Exercise description — Please find every line in the data below that contains the string "shelf", and copy each of those lines.

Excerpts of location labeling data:
.....
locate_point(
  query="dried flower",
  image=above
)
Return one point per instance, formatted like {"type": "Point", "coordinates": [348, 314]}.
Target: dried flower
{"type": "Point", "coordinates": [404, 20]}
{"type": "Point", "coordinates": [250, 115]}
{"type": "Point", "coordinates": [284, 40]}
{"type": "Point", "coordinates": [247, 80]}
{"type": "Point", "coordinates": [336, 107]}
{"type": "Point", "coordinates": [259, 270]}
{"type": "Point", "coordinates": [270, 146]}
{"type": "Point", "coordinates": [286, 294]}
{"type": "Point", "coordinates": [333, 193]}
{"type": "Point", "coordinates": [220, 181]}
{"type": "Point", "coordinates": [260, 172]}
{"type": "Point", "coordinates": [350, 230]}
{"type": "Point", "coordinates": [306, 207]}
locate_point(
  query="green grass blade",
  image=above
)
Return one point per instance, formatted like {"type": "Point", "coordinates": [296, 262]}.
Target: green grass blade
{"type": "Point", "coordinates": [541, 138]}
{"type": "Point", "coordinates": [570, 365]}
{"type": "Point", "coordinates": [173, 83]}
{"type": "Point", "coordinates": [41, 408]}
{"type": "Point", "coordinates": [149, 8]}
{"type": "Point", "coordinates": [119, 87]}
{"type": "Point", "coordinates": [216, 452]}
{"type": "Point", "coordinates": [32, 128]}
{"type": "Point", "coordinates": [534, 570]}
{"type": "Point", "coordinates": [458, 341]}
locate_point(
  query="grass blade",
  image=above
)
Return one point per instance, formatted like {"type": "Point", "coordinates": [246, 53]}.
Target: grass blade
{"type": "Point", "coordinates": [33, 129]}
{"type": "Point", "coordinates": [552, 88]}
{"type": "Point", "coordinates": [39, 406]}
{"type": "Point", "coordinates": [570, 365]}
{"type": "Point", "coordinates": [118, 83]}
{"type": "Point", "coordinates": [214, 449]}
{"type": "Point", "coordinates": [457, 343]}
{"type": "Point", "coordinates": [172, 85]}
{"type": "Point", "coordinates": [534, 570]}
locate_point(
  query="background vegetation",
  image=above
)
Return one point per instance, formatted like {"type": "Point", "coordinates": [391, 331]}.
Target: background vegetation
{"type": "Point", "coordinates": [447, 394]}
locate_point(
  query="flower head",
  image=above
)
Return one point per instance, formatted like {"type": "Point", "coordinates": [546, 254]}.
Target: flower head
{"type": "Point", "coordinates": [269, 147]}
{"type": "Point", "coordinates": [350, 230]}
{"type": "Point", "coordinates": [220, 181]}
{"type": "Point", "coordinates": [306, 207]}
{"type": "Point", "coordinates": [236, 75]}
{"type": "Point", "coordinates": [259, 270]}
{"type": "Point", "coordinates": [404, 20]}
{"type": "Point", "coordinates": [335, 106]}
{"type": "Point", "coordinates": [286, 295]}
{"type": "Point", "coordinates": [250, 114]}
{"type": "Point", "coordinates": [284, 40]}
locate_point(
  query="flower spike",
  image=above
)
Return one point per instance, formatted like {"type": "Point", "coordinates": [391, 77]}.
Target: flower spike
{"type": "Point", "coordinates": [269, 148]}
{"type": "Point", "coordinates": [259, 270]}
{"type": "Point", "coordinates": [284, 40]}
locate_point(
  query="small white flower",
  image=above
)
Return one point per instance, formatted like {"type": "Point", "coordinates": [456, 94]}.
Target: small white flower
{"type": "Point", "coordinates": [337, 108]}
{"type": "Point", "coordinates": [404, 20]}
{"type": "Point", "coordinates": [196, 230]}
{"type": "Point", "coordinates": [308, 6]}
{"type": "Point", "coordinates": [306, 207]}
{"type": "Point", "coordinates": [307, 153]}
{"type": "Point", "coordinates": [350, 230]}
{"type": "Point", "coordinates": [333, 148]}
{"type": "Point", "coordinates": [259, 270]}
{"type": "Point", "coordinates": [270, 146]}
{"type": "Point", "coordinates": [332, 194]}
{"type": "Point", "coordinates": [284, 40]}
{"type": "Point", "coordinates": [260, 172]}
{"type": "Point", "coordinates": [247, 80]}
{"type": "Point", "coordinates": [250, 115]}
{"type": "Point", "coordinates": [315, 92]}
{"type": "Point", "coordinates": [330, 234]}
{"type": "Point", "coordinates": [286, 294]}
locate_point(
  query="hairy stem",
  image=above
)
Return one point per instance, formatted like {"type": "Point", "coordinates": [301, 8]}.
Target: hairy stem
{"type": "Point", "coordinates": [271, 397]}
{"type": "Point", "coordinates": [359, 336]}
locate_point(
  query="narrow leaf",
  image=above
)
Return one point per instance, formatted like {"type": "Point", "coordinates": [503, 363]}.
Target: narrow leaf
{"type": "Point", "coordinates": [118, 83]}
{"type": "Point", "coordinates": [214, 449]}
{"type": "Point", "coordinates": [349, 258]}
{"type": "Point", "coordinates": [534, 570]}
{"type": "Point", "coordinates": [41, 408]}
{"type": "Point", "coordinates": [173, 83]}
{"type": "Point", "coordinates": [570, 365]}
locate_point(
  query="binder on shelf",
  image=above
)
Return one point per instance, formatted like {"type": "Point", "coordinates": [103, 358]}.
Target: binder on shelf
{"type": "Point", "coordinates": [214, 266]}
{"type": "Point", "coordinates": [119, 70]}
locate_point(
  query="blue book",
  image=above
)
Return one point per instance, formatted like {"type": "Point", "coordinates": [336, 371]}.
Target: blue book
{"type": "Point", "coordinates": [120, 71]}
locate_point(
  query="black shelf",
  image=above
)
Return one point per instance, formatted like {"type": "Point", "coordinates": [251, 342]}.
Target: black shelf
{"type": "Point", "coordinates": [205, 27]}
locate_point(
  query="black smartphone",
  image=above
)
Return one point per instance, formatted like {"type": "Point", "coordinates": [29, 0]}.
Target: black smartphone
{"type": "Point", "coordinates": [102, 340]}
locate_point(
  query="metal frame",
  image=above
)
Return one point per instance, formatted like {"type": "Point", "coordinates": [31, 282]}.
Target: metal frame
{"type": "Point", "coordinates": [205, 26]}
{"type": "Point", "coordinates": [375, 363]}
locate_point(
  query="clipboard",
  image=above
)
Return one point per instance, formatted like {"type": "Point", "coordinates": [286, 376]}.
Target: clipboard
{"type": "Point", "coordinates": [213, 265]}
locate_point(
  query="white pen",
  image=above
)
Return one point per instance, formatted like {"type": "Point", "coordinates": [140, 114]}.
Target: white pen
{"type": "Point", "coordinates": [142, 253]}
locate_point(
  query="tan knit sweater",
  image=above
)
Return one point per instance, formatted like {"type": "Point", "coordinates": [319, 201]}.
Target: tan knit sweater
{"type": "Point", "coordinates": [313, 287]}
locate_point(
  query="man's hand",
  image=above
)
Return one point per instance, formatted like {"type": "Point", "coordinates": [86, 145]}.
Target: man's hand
.....
Exercise response —
  query="binder on shelf",
Target: binder on shelf
  query="black shelf",
Target: black shelf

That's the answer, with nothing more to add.